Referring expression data
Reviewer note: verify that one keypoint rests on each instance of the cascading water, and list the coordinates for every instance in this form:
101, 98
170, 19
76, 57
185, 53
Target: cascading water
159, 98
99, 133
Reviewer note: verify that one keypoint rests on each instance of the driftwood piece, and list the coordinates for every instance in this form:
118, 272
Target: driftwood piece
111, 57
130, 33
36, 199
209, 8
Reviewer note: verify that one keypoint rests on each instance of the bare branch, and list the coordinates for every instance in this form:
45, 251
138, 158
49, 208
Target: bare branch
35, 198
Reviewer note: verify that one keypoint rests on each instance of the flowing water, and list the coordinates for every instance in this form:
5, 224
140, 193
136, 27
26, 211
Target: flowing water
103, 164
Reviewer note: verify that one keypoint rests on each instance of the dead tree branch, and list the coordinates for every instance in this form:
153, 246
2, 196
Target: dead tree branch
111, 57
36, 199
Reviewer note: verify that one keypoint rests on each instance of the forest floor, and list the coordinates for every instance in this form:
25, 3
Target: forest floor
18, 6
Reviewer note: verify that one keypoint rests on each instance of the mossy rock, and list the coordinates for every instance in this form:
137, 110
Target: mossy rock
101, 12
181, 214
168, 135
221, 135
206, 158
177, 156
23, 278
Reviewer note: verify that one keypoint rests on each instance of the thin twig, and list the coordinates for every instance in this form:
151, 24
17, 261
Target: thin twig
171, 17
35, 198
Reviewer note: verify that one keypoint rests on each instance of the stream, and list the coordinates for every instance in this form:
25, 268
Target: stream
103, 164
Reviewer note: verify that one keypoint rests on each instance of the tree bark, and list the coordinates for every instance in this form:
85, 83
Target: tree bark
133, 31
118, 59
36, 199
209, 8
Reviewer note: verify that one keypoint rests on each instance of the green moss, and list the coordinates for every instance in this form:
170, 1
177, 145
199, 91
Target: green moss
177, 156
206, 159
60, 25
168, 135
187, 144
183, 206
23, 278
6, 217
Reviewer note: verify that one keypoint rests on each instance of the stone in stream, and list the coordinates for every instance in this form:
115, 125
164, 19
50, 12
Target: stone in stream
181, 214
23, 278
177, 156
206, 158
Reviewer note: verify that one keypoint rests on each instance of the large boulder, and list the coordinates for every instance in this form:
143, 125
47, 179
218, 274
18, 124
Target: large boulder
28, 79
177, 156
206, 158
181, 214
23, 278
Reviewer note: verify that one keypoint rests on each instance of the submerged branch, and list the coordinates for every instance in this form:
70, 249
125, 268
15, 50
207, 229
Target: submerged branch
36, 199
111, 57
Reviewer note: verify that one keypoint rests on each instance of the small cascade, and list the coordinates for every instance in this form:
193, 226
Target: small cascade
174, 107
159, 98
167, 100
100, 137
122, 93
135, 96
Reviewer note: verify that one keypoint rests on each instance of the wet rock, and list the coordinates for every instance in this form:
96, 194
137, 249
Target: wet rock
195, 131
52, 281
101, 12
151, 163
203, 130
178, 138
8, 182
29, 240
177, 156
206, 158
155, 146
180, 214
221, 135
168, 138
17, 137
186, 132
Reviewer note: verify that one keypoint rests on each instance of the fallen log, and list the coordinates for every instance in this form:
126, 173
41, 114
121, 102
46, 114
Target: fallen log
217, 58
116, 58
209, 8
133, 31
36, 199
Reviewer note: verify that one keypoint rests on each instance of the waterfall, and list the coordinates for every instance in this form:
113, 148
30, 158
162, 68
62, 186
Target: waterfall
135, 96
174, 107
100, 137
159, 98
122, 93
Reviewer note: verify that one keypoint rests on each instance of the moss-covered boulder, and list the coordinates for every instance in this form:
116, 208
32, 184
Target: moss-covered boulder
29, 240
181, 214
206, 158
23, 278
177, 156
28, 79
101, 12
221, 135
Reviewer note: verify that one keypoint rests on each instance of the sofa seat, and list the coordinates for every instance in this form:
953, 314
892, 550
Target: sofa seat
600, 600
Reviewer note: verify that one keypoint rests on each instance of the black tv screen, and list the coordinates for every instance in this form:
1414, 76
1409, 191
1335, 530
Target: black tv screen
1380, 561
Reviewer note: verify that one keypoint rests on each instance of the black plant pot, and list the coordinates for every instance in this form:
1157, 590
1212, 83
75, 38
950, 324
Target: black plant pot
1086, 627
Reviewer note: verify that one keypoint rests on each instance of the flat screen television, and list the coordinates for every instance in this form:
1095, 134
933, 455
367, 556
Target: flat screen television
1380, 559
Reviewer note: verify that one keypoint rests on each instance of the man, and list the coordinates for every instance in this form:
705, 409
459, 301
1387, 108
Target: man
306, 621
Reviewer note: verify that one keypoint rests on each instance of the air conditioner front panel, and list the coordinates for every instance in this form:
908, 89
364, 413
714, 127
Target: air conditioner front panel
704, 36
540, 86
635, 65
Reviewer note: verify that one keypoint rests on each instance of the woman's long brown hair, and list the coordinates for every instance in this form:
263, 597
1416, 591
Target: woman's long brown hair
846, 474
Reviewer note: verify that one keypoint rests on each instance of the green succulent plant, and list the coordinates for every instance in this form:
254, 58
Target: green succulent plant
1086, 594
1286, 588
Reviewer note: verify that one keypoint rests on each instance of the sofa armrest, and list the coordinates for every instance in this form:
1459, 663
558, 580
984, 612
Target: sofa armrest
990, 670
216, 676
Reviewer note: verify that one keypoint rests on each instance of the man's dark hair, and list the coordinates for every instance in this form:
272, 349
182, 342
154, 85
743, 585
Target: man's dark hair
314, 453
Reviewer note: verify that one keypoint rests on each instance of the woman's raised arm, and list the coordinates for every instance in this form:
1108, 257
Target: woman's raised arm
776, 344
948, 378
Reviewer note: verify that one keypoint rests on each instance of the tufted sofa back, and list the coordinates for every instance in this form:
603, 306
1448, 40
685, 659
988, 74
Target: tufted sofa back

Directions for this task
Every line of the data above is to be copied out exactly.

Response area
Reviewer note: verify that one keypoint rests on each instance of the cascading water, and list the coordinates for every instance in this form:
101, 98
170, 19
76, 57
185, 53
Target: cascading water
159, 98
99, 133
Reviewer note: verify that one keypoint rests on each instance of the driftwood piece, and list the coordinates for every instance in this form:
118, 272
Target: driftwood piece
111, 57
130, 33
36, 199
209, 8
Reviewer note: verify that one keypoint rests on each instance of the bare branch, and list the coordinates for every instance in this form:
45, 251
138, 158
49, 208
Target: bare branch
35, 198
Reviewer note: verify that one keypoint rests on each instance of the flowing water, and list the coordinates for every instance in this form:
5, 224
140, 193
136, 27
26, 211
Target: flowing water
103, 164
Reviewer note: verify that one keypoint rests on each instance of the dead tree branch, and list the coordinates for every instance in this form:
153, 246
2, 196
Target: dead tree branch
111, 57
36, 199
Reviewer note: verify that one keypoint rests on each instance of the forest floor, and list the coordinates for every instance in this form:
25, 3
Target: forest floor
18, 6
Reviewer note: verify that one keypoint rests on each instance of the mossy rock, and list the coordinates for every instance in this form:
137, 110
Target: mossy rock
101, 12
181, 214
168, 135
221, 135
206, 158
177, 156
23, 278
Reviewer note: verify that one keypoint rests on each instance of the thin twig, and list the coordinates for every instance in this form:
151, 24
17, 261
Target: thin twig
171, 17
35, 198
Reviewer note: verify that one keypoint rests on each instance of the stream, and list the coordinates for every instance in this form:
25, 268
Target: stream
103, 164
Reviewer note: verify that one keypoint rests on each instance of the tree bark, and list the coordinates for every instance in this form:
85, 83
Target: tree bark
133, 31
118, 59
36, 199
209, 8
Reviewer note: verify that one keypoint rests on each instance of the green moss, and list the coordinates for every instance in this form:
170, 1
177, 145
199, 91
Target: green moss
177, 156
206, 159
60, 25
168, 135
187, 144
183, 206
23, 278
6, 217
Reviewer note: verify that one keypoint rests on each instance of the stone in stream, and list the coordinates for every instance in this form:
115, 125
164, 19
50, 12
Target: stone in stream
181, 214
23, 278
177, 156
206, 158
Reviewer note: verify that one keypoint rests on each instance of the large boulder, and list the coordinates for every instance in this form:
143, 125
47, 179
218, 274
18, 124
Target: large boulder
28, 79
177, 156
206, 158
181, 214
23, 278
Reviewer note: verify that one keypoint rests on each instance of the submerged branch, and list the coordinates for every instance in this form:
70, 249
125, 268
15, 50
207, 229
Target: submerged branch
36, 199
111, 57
Reviewer note: verify that one keypoint rests on each instance of the small cascade, and list the coordinates for every instance in this form:
193, 226
Target: small cascade
174, 107
159, 98
167, 100
100, 137
122, 93
135, 96
Reviewer note: verify that one keypoint rests on each instance of the wet rock, and list the coordinates for every instance in this form:
96, 194
137, 249
Target: wet rock
195, 131
52, 281
101, 12
151, 163
203, 130
178, 138
8, 182
29, 240
177, 156
206, 158
155, 146
180, 214
221, 135
168, 138
17, 137
186, 132
Reviewer note: verify that one keypoint rests on each instance of the fallen log, and list the coordinates for every instance in this form:
126, 173
41, 114
121, 102
46, 114
Target: fallen log
217, 58
116, 58
209, 8
133, 31
36, 199
Reviewer note: verify that one keypoint rests on each instance of the waterfall, and list the coordinates for every instance in this form:
113, 148
30, 158
162, 68
62, 186
Target: waterfall
135, 96
174, 107
100, 137
159, 98
122, 93
Reviewer note: verify that one keypoint rests on each instance of the moss-covered boulder, and list the coordinates for every instance in this form:
116, 208
32, 184
Target: moss-covered boulder
29, 240
181, 214
206, 158
23, 278
177, 156
28, 79
101, 12
221, 135
Reviewer note: verify that one keypoint rests on each instance of the sofa seat, and list the coordinates for every instance in this form:
953, 314
892, 550
Target: sofa seat
600, 600
Reviewer note: verify that one keypoint rests on each instance of the black tv screen, and list the coordinates for every instance in this form:
1414, 76
1409, 191
1335, 530
Target: black tv screen
1380, 561
Reviewer note: verify that one keypoint rests on each instance of the black plant pot, and list the coordinates for every instance in this form:
1157, 590
1212, 83
75, 38
950, 324
Target: black plant pot
1086, 627
Reviewer note: verify that one keypoint rests on each instance of the flat screen television, and list the coordinates for every instance in this form:
1095, 134
933, 455
367, 556
Target: flat screen television
1380, 559
Reviewer note: verify that one keypoint rests on each instance of the man, and list the coordinates for every instance in this form:
705, 409
459, 301
1387, 108
Target: man
306, 621
Reviewer note: verify that one keypoint rests on each instance of the air conditioner front panel, and list the coordinates for every instance in this form:
908, 89
364, 413
714, 127
Target: air conditioner front panel
704, 36
540, 86
635, 65
Reviewer note: verify that one keypoint rests on each instance of the woman's long brown hair, and list the coordinates for every instance in this form:
263, 597
1416, 591
Target: woman's long brown hair
846, 474
Reviewer note: verify that one keypoint rests on each instance of the green succulent plant, and list the coordinates for every instance in this form:
254, 58
Target: green succulent plant
1086, 594
1286, 588
Reviewer note: verify that one keypoint rests on each instance of the sofa armrest, and list the coordinates for every instance in this form:
1459, 663
558, 580
984, 612
Target: sofa armrest
990, 670
216, 676
Reviewer note: verify that one keypoint rests on each instance of the man's dark hair, and list the coordinates for every instance in this form:
272, 349
182, 342
154, 85
743, 585
Target: man's dark hair
314, 453
Reviewer note: verify that one keypoint rests on each instance of the woman's raised arm, and list the coordinates for every instance in this form:
1108, 257
Target: woman's raised arm
776, 344
948, 378
Reviewer note: verify that one keypoint rests on each instance of the tufted sofa back, and list the coordinates for every instance in this form:
603, 306
1448, 40
685, 659
988, 74
Target: tufted sofa back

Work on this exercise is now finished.